» **Instructions for the task**:
Working from the records below, repeat exactly the lines starting at the line that contains "Put one marker on each instance of the eyebrow" and ending at the line that contains "Put one marker on each instance of the chair backrest", inclusive.

(Region pointing data)
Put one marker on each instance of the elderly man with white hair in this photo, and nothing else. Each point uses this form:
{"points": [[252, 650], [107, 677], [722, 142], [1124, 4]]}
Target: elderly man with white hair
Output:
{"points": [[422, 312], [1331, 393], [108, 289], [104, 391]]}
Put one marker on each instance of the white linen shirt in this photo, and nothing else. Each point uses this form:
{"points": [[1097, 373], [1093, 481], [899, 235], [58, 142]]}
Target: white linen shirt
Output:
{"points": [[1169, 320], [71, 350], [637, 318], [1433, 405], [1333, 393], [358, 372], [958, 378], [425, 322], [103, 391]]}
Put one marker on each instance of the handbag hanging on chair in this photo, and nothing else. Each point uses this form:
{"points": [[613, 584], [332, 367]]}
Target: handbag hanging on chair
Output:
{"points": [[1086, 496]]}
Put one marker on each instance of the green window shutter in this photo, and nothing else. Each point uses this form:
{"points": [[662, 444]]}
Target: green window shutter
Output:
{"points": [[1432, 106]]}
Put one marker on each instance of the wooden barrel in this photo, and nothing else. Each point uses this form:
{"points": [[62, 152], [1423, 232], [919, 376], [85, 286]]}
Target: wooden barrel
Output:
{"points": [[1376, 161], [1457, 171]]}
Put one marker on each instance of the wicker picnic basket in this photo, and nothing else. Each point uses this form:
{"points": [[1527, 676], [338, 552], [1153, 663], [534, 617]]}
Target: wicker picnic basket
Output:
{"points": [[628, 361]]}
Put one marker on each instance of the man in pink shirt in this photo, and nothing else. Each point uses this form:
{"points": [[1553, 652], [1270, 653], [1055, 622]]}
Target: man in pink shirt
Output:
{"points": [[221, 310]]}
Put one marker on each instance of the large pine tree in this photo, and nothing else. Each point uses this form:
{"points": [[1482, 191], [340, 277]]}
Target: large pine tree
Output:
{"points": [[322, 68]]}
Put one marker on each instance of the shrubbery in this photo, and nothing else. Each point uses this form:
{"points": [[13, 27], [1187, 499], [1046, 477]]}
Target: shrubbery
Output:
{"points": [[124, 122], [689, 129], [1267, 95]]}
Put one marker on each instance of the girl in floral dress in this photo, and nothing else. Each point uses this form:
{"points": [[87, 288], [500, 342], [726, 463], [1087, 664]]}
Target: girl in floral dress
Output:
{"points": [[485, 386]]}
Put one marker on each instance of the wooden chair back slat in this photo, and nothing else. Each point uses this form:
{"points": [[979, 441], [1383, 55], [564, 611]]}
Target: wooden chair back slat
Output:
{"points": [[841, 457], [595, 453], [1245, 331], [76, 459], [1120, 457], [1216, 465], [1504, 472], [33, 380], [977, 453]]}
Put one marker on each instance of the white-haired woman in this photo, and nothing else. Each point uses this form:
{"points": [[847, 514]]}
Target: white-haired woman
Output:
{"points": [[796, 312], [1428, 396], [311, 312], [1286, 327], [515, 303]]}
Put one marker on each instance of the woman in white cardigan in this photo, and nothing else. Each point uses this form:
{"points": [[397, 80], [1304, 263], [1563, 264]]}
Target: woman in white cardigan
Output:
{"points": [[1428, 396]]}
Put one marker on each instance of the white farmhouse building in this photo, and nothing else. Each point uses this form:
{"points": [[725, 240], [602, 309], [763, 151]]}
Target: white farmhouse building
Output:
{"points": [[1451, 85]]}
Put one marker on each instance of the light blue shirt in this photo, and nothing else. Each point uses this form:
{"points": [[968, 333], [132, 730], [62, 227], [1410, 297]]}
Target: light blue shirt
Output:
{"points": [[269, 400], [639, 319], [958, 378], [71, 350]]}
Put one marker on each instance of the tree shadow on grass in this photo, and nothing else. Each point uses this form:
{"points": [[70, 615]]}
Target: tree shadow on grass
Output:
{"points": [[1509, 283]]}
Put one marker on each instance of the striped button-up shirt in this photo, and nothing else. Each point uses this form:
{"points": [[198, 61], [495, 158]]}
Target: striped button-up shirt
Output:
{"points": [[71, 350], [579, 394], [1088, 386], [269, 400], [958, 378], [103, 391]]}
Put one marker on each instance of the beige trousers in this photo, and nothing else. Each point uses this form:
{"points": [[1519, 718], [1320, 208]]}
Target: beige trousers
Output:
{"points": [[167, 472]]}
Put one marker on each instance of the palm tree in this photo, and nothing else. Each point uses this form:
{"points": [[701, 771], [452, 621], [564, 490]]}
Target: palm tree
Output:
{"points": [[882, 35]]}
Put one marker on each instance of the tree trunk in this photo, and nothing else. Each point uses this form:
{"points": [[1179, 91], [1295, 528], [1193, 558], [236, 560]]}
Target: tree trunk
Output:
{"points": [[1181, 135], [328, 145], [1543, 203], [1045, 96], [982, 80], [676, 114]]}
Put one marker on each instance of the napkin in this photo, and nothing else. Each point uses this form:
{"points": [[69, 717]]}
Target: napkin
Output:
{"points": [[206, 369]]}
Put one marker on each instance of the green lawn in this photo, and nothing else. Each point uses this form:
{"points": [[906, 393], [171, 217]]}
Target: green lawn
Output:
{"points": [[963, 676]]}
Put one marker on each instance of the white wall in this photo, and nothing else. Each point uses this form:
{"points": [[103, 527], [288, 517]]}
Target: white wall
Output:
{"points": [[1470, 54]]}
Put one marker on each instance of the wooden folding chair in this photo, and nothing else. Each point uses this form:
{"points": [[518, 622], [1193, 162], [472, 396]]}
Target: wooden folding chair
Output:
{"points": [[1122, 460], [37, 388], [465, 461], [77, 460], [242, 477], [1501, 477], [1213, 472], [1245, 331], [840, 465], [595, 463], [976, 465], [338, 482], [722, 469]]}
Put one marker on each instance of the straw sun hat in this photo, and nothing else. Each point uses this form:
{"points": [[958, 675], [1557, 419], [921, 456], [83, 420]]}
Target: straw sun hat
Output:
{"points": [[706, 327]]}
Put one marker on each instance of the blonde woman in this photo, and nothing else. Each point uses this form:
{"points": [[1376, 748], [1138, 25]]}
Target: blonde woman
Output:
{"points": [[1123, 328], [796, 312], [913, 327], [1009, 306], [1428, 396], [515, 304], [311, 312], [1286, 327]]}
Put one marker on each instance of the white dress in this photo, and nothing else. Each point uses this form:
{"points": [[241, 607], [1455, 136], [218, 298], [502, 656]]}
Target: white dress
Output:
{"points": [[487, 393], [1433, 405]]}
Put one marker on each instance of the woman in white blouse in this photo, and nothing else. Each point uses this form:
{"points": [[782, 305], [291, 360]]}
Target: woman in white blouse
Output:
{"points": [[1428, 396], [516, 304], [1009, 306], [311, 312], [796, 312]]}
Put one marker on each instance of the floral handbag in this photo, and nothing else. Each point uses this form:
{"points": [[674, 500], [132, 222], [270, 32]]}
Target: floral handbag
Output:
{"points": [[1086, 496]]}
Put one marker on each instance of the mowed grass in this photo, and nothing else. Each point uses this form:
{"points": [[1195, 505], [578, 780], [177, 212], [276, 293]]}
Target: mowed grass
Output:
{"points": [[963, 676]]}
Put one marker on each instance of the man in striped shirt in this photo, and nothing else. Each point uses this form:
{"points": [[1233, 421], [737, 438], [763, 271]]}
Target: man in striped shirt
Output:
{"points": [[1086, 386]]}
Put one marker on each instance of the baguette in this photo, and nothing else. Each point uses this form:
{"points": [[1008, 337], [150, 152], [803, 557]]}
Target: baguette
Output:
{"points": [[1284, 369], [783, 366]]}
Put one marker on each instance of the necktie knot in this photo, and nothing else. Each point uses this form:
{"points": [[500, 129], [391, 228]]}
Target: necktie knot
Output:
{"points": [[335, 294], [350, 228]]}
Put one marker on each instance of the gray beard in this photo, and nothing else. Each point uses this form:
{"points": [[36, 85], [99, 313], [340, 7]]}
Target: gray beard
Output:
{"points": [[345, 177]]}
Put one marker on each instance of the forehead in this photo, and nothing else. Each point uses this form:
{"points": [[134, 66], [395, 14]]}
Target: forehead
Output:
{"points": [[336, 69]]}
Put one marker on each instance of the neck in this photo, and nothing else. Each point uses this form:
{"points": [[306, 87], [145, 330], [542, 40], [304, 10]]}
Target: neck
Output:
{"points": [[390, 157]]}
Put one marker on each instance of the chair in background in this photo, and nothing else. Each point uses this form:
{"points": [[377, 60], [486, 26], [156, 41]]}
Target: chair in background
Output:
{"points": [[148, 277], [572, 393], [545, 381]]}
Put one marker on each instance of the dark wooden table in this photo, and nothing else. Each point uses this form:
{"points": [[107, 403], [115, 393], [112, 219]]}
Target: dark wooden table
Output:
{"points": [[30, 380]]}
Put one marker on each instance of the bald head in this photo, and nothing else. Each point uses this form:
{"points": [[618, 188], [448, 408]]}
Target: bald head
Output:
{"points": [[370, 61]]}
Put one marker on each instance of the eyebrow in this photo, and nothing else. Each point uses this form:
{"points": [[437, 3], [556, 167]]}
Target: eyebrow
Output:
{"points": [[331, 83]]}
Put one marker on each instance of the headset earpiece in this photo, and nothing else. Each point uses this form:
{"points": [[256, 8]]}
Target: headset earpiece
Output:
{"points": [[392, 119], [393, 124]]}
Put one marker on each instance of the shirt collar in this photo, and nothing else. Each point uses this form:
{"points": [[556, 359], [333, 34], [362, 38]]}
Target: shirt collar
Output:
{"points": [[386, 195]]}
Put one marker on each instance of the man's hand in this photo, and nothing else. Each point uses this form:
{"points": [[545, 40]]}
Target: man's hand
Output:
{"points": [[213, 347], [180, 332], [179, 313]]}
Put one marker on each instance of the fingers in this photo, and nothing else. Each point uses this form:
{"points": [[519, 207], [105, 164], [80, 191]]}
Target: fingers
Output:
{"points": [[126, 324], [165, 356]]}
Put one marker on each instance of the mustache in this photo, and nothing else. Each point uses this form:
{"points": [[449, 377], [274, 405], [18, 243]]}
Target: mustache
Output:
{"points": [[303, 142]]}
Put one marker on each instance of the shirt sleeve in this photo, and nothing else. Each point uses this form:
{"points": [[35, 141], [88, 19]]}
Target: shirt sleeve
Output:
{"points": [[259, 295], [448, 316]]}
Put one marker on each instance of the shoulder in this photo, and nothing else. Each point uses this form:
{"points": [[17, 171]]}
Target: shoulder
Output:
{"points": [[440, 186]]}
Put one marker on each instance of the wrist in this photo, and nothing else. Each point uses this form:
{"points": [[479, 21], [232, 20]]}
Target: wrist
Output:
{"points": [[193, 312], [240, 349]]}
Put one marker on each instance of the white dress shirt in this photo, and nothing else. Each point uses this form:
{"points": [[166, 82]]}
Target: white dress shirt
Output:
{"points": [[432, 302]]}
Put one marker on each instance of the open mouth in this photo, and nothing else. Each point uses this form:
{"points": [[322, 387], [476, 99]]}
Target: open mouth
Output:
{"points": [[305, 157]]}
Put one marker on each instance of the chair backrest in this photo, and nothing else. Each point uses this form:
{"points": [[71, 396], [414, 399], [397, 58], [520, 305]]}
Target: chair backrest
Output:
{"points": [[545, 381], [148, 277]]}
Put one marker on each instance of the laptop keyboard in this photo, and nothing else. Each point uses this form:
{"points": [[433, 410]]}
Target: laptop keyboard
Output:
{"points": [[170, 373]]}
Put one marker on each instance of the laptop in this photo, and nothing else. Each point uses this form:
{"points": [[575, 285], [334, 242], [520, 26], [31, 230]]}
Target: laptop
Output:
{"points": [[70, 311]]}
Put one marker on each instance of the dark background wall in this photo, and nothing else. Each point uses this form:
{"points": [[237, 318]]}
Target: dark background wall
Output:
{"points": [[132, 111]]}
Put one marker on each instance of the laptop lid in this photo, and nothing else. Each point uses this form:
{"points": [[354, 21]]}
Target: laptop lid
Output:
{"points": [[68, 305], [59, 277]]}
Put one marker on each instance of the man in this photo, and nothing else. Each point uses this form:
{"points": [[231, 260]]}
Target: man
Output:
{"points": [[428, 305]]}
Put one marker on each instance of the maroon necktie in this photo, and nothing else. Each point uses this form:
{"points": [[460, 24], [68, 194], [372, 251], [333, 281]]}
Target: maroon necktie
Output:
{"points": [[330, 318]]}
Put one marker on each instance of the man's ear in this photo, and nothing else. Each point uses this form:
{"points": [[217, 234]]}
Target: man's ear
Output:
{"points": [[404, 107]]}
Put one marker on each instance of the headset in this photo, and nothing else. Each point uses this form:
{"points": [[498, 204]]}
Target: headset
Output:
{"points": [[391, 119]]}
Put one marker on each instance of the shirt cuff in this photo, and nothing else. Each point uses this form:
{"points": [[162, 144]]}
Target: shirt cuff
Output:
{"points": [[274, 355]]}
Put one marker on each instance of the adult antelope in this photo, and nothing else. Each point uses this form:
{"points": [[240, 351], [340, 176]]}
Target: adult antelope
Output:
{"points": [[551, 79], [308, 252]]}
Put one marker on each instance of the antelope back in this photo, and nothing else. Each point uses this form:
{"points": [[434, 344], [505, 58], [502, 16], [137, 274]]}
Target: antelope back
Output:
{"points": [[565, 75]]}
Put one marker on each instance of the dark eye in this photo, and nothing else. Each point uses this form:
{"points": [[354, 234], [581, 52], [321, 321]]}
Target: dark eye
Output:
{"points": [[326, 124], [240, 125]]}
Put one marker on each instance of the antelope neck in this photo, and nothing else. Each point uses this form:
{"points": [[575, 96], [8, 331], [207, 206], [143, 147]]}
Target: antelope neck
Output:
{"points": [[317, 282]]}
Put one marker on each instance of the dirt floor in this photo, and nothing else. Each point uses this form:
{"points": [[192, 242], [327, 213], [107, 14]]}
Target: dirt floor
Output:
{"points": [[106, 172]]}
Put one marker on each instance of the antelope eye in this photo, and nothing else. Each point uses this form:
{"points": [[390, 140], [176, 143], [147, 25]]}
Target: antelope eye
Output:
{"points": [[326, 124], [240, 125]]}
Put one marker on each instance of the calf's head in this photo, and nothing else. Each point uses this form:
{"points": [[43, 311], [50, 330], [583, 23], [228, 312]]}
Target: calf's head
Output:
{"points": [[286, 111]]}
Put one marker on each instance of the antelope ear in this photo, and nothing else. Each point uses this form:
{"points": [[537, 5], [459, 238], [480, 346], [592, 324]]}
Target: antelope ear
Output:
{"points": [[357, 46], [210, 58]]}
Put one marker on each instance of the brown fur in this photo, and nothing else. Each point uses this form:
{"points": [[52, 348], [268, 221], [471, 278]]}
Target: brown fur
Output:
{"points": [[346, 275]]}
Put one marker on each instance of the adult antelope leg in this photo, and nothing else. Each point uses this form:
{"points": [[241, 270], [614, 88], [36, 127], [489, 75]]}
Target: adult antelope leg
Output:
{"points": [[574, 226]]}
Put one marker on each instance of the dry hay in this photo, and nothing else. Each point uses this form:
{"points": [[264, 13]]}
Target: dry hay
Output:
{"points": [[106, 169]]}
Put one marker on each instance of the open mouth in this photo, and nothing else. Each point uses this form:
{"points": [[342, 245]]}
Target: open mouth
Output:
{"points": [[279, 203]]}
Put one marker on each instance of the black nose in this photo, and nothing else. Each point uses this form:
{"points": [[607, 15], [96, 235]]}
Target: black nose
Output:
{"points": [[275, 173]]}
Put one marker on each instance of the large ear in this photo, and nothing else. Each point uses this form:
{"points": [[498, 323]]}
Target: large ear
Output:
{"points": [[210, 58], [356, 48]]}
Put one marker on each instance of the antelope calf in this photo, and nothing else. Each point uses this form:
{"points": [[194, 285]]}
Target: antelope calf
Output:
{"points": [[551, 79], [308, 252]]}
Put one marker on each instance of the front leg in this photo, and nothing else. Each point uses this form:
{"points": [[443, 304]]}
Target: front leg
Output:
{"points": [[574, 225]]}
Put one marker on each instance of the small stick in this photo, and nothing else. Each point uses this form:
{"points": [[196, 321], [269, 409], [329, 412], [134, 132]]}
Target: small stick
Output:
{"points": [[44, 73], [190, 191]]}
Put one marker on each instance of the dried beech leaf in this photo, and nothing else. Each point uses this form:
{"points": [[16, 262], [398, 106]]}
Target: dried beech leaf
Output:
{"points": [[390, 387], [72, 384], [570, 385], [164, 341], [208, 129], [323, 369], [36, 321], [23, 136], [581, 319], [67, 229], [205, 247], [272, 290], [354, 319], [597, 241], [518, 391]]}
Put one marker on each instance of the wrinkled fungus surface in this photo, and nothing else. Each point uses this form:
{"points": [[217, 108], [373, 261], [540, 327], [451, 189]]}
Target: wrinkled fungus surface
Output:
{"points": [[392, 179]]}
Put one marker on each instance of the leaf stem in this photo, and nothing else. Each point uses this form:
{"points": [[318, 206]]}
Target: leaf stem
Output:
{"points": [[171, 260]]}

» **Task response**:
Put one marker on each instance of the eyebrow in this photo, and nothing else. Each point uses this form:
{"points": [[437, 3], [556, 167]]}
Target: eyebrow
Output:
{"points": [[331, 83]]}
Put one marker on each instance of the headset earpiece in this photo, and nothing else. Each point uses this form:
{"points": [[256, 8]]}
Target: headset earpiece
Output:
{"points": [[392, 119], [393, 124]]}
Put one marker on each instance of the shirt collar in this photo, and nothing else. Each point uses this form:
{"points": [[556, 359], [333, 34], [362, 38]]}
Target: shirt collar
Output:
{"points": [[386, 195]]}
Put one marker on each instance of the man's hand in this photo, and nothing else. Each point uses this form:
{"points": [[545, 40]]}
Target: man's hand
Output:
{"points": [[213, 347], [180, 332], [179, 313]]}
Put one marker on each instance of the fingers in this photo, and nothing else. Each point uses this form:
{"points": [[519, 207], [105, 164], [80, 191]]}
Target: fingers
Output:
{"points": [[126, 324], [165, 356]]}
Put one marker on each instance of the mustache in this photo, and nothing else. Each point uses this form:
{"points": [[449, 377], [274, 405], [18, 243]]}
Target: mustache
Output:
{"points": [[303, 142]]}
Put one marker on each instance of the shirt sleeve in this photo, and nothing else. Each point uses this form:
{"points": [[35, 141], [88, 19]]}
Target: shirt sleeve
Output:
{"points": [[259, 295], [448, 316]]}
Put one marker on each instance of the shoulder in this photo, and nothing else. Each point uses this form:
{"points": [[17, 171]]}
Target: shoulder
Output:
{"points": [[440, 186]]}
Put one marker on each instance of the wrist in this photo, and nothing else. Each point uses this form:
{"points": [[479, 21], [232, 20]]}
Target: wrist
Output:
{"points": [[193, 312], [240, 349]]}
Put one marker on each instance of the white dress shirt in this photo, and nothing else. Each point uses this form:
{"points": [[166, 82]]}
Target: white dress shirt
Output:
{"points": [[432, 302]]}
Put one marker on each instance of the open mouth in this photo, and nothing else. Each point uses this form:
{"points": [[322, 387], [476, 99]]}
Target: open mouth
Output:
{"points": [[305, 157]]}
Put one marker on each instance of the chair backrest in this photo, and nothing else. Each point uses this form:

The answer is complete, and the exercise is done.